Exercice 1: Réécrivez le passage du compte rendu qui commence à « Film de Clive » et se termine à « for this shit. », en remplaçant « Samedi » par « Vendredi ».

Texte cité:
==============================
Cabal
6.6
Cabal

Film de Clive Barker (1990)

Petit compte rendu de la Nuit Clive Barker qui s’est déroulée au PIFFF le Samedi 24 Novembre de 20h à 6h30 environ (mes yeux étaient trop boursouflés pour lire l’heure plus précisément...). Une nuit dantesque dans tous les sens du terme durant laquelle furent projetés dans l’ordre Nightbreed: The Cabal Cut , Hellraiser le pacte, Hellraiser : Les écorchés et Candyman. J’écris ces lignes le lundi suivant et j’en ai encore les yeux qui piquent, c’est vous dire l’ampleur du carnage. I'm definitely too old for this shit.

Je m'appesantirai plus longuement dans ce papier sur le cas Nightbreed: The Cabal Cut mais la soirée dans son ensemble fut un réel plaisir. Des moments de franche poilade (oui, poilade) quand Julien Maury et Pascal Laugier partagèrent avec nous leurs expériences avec les frères Weinstein lorsqu’ils furent tour à tour pressentis pour réaliser le remake d’Hellraiser. Des moment ‘Quel est le Fuck ?’ lors de la projection de The Forbidden, court métrage experimental bien perché signé Clive Barker. Et surtout une ambiance décontractée montrant qu’au delà des écorchés vifs et de la tripaille débitée au mètre, l’univers de Clive Barker est avant tout fédérateur et ludique.

Pour couronner le tout, la majorité des films furent projetés dans des versions numériques d’une qualité irréprochable donnant souvent l'impression de les redécouvrir. Et que dire de cette programmation équilibrée du meilleur goût ? Hellraiser le pacte, son côté gothique et ses effets latex d’une beauté renversante. Hellraiser : Les écorchés, très connoté Dark Fantasy, inégal mais offrant une respiration grand-gignolesque bienvenue. Et enfin Candyman, ce bijou rescapé des années 90, toujours aussi beau et captivant. Mais le film qui servait ici de plat de résistance, le gros morceau de cette soirée était bien entendu Nightbreed: The Cabal Cut, résurrection très attendu du véritable Nightbreed imaginé par Clive Barker.
==============================
Entrées enregistrées:
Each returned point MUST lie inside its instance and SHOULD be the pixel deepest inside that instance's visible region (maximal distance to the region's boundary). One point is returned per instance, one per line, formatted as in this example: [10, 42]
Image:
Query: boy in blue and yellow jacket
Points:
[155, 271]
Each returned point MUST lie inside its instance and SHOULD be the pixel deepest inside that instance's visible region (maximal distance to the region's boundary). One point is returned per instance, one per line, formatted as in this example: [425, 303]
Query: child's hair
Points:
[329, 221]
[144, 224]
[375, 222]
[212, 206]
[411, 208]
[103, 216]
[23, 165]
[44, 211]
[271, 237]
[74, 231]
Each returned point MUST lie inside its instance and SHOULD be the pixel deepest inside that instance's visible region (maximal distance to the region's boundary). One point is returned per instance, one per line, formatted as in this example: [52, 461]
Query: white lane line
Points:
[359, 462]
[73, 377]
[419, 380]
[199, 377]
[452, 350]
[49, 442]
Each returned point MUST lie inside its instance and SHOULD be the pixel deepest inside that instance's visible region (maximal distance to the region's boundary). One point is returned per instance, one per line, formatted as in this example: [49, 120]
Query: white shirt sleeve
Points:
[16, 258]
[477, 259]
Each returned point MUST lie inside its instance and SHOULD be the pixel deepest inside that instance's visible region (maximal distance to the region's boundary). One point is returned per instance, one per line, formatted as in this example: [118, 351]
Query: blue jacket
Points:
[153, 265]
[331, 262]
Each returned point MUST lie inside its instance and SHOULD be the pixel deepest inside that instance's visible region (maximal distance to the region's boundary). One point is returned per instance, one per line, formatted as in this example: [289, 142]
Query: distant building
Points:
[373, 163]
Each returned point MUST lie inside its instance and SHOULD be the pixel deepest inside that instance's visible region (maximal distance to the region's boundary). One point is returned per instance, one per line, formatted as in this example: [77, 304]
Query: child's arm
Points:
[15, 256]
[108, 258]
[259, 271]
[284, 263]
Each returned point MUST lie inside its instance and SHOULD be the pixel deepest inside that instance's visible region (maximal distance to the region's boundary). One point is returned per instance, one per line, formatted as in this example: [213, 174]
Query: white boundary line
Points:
==============================
Exercice 2: Donnez seulement le nombre de lignes des enregistrements qui contiennent la chaîne « white ». La casse compte.

Réponse complète 1:
Film de Clive Barker (1990)

Petit compte rendu de la Nuit Clive Barker qui s’est déroulée au PIFFF le Vendredi 24 Novembre de 20h à 6h30 environ (mes yeux étaient trop boursouflés pour lire l’heure plus précisément...). Une nuit dantesque dans tous les sens du terme durant laquelle furent projetés dans l’ordre Nightbreed: The Cabal Cut , Hellraiser le pacte, Hellraiser : Les écorchés et Candyman. J’écris ces lignes le lundi suivant et j’en ai encore les yeux qui piquent, c’est vous dire l’ampleur du carnage. I'm definitely too old for this shit.

Réponse complète 2: 3